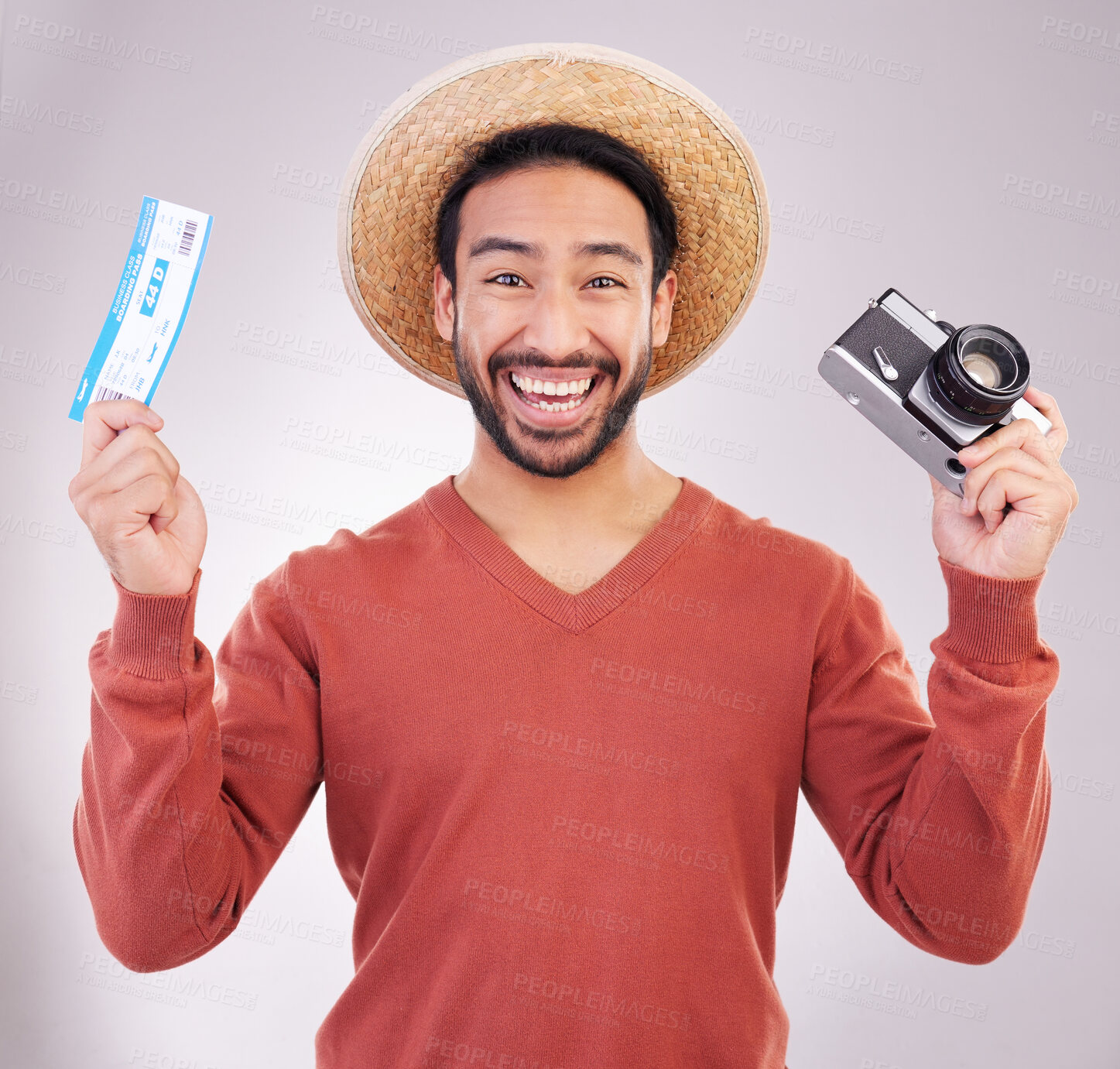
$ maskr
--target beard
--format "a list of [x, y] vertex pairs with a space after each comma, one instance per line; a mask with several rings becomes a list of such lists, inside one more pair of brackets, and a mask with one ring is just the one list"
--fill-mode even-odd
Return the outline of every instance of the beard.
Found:
[[[451, 345], [455, 350], [455, 369], [459, 377], [459, 384], [463, 387], [467, 400], [470, 401], [475, 419], [478, 420], [501, 454], [531, 475], [543, 475], [545, 478], [567, 478], [594, 464], [603, 450], [626, 429], [650, 378], [650, 368], [653, 363], [653, 324], [651, 320], [642, 360], [635, 365], [629, 382], [626, 383], [614, 402], [607, 406], [600, 415], [588, 416], [573, 427], [556, 430], [534, 427], [519, 419], [515, 412], [506, 412], [504, 405], [502, 412], [494, 405], [494, 398], [498, 396], [498, 373], [505, 368], [519, 364], [541, 363], [534, 351], [512, 348], [494, 353], [487, 361], [491, 392], [486, 392], [482, 389], [465, 352], [463, 337], [459, 333], [458, 309], [456, 309], [455, 324], [451, 328]], [[553, 364], [551, 366], [566, 368], [569, 364]], [[589, 361], [573, 363], [570, 366], [578, 370], [582, 377], [591, 371], [594, 374], [609, 374], [615, 382], [618, 381], [618, 361], [613, 356], [591, 357]], [[516, 426], [516, 436], [510, 434], [507, 422], [513, 422]]]

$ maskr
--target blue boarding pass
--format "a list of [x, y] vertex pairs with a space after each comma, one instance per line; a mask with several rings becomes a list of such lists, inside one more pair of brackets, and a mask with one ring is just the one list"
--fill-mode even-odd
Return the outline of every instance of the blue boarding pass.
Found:
[[150, 405], [179, 340], [213, 215], [144, 197], [116, 296], [85, 365], [69, 418], [91, 401], [131, 397]]

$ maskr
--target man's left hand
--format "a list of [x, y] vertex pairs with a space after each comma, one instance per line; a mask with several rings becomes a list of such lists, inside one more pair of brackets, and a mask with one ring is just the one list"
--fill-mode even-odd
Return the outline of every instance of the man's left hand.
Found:
[[1051, 421], [1045, 436], [1033, 420], [1015, 419], [961, 449], [963, 501], [930, 476], [937, 552], [1001, 579], [1039, 575], [1077, 506], [1077, 487], [1058, 463], [1070, 436], [1057, 402], [1033, 385], [1023, 399]]

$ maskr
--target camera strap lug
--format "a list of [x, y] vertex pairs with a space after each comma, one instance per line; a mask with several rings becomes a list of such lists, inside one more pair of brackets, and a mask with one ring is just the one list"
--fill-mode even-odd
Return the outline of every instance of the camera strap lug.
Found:
[[871, 355], [875, 356], [875, 362], [879, 365], [879, 371], [883, 373], [883, 378], [888, 382], [894, 382], [898, 378], [898, 371], [893, 363], [887, 359], [887, 354], [883, 351], [881, 345], [876, 345], [871, 350]]

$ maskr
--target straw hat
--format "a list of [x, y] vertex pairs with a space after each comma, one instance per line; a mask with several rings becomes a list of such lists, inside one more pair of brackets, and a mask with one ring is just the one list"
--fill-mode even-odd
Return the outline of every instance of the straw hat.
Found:
[[398, 362], [465, 397], [432, 316], [436, 214], [458, 142], [539, 120], [604, 130], [642, 151], [678, 213], [669, 338], [643, 397], [727, 340], [758, 289], [769, 235], [766, 189], [738, 127], [676, 75], [599, 45], [515, 45], [466, 56], [381, 113], [343, 180], [338, 264], [366, 328]]

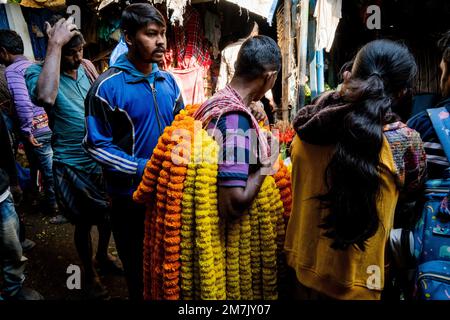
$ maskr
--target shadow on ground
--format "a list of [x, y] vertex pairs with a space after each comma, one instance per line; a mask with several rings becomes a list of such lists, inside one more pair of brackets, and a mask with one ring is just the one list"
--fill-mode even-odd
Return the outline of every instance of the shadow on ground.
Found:
[[[46, 300], [84, 300], [82, 290], [69, 290], [66, 285], [70, 276], [67, 268], [71, 264], [81, 265], [73, 242], [74, 227], [71, 224], [50, 224], [50, 217], [32, 207], [29, 201], [24, 201], [18, 210], [25, 217], [26, 237], [36, 242], [36, 246], [24, 254], [29, 259], [25, 286], [38, 290]], [[95, 248], [98, 239], [95, 227], [91, 234]], [[117, 257], [112, 237], [109, 252]], [[103, 275], [101, 280], [111, 299], [127, 298], [123, 276]]]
————
▸ TO DO
Rewrite all of the items above, swapping "every instance" for "each instance" wherever it occurs and changing nothing else. Leave the pictures out of your answer.

▸ COMPLETED EXERCISE
$ maskr
--target beard
--format "a list of [x, y] vertex pairs with a space after each comma, one instance per line; a mask with several rings becomes a list of such lists, inside one more pair of brackets, and a mask with one ring is just the one list"
--fill-mode even-odd
Return the outline of each instance of the beard.
Found:
[[[451, 345], [455, 350], [455, 369], [459, 377], [459, 384], [463, 387], [467, 400], [470, 401], [475, 419], [478, 420], [501, 454], [531, 475], [543, 475], [545, 478], [567, 478], [594, 464], [603, 450], [626, 429], [650, 378], [650, 368], [653, 363], [653, 324], [651, 320], [642, 360], [635, 365], [629, 382], [626, 383], [614, 402], [607, 406], [600, 415], [588, 416], [573, 427], [556, 430], [534, 427], [519, 419], [515, 412], [506, 412], [504, 405], [502, 412], [494, 405], [494, 398], [498, 396], [498, 373], [505, 368], [519, 364], [541, 363], [534, 351], [512, 348], [494, 353], [487, 361], [491, 392], [486, 392], [482, 389], [465, 352], [463, 337], [459, 333], [458, 309], [456, 309], [455, 324], [451, 328]], [[553, 364], [551, 366], [566, 368], [569, 364]], [[589, 361], [573, 363], [570, 366], [578, 370], [582, 377], [591, 371], [594, 374], [609, 374], [615, 382], [618, 381], [618, 361], [613, 356], [591, 357]], [[516, 426], [516, 436], [510, 434], [507, 422], [513, 422]]]

$ maskr
--target blue boarding pass
--format "a list of [x, y] vertex pairs with a space after each comma, one instance per line; a mask with several rings becomes a list of such lists, inside one more pair of brackets, and a mask with one ring is just the one list"
--fill-mode even-odd
Return the outline of each instance of the blue boarding pass.
Found:
[[150, 405], [179, 340], [213, 215], [144, 197], [116, 296], [85, 365], [69, 418], [91, 401], [131, 397]]

$ maskr
--target man's left hand
--format "a list of [x, y] vertex pairs with a space after each comma, one instance per line; a mask with several rings becomes a list of such lists, inside one more pair of brackets, and a mask with one ring is just the one list"
--fill-mode even-odd
Return the outline of each instance of the man's left hand.
Found:
[[1051, 421], [1045, 436], [1033, 420], [1015, 419], [961, 449], [963, 501], [930, 476], [937, 552], [1001, 579], [1039, 575], [1077, 506], [1077, 487], [1058, 463], [1070, 436], [1057, 402], [1033, 385], [1023, 399]]

$ maskr
--target camera strap lug
--format "a list of [x, y] vertex pairs with a space after each comma, one instance per line; a mask with several rings becomes a list of such lists, inside one more pair of brackets, and a mask with one ring is just the one list"
--fill-mode even-odd
Return the outline of each instance of the camera strap lug.
Found:
[[871, 355], [875, 356], [875, 362], [879, 365], [879, 371], [883, 373], [883, 378], [888, 382], [894, 382], [898, 378], [898, 371], [893, 363], [887, 359], [887, 354], [883, 351], [881, 345], [876, 345], [871, 350]]

$ maskr
--target straw hat
--format "a list of [x, y] vertex pairs with a space after each comma, one instance per line; a mask with several rings becomes a list of such lists, inside one more pair of brackets, and a mask with one ring is just the one list"
--fill-mode even-odd
Return the outline of each instance of the straw hat.
Found:
[[398, 362], [465, 397], [432, 316], [436, 214], [458, 142], [539, 120], [604, 130], [642, 151], [678, 213], [669, 338], [643, 397], [727, 340], [758, 289], [769, 235], [766, 189], [738, 127], [676, 75], [599, 45], [515, 45], [466, 56], [381, 113], [343, 180], [338, 264], [366, 328]]

$ maskr
--target shadow on ground
--format "a list of [x, y] vertex pairs with a space after each comma, one instance per line; a mask with several rings becomes a list of such lists, inside one more pair of brackets, and a mask with one ring is just the one list"
--fill-mode even-odd
Return the outline of each instance of the shadow on ground.
Found:
[[[46, 300], [84, 300], [82, 290], [69, 290], [66, 285], [70, 276], [67, 268], [71, 264], [81, 265], [73, 242], [74, 227], [71, 224], [50, 224], [50, 217], [32, 207], [29, 201], [24, 201], [18, 210], [25, 217], [26, 237], [36, 242], [36, 246], [24, 254], [29, 259], [25, 286], [38, 290]], [[95, 248], [98, 239], [95, 227], [91, 234]], [[117, 257], [112, 237], [109, 252]], [[103, 275], [101, 280], [111, 299], [127, 298], [123, 276]]]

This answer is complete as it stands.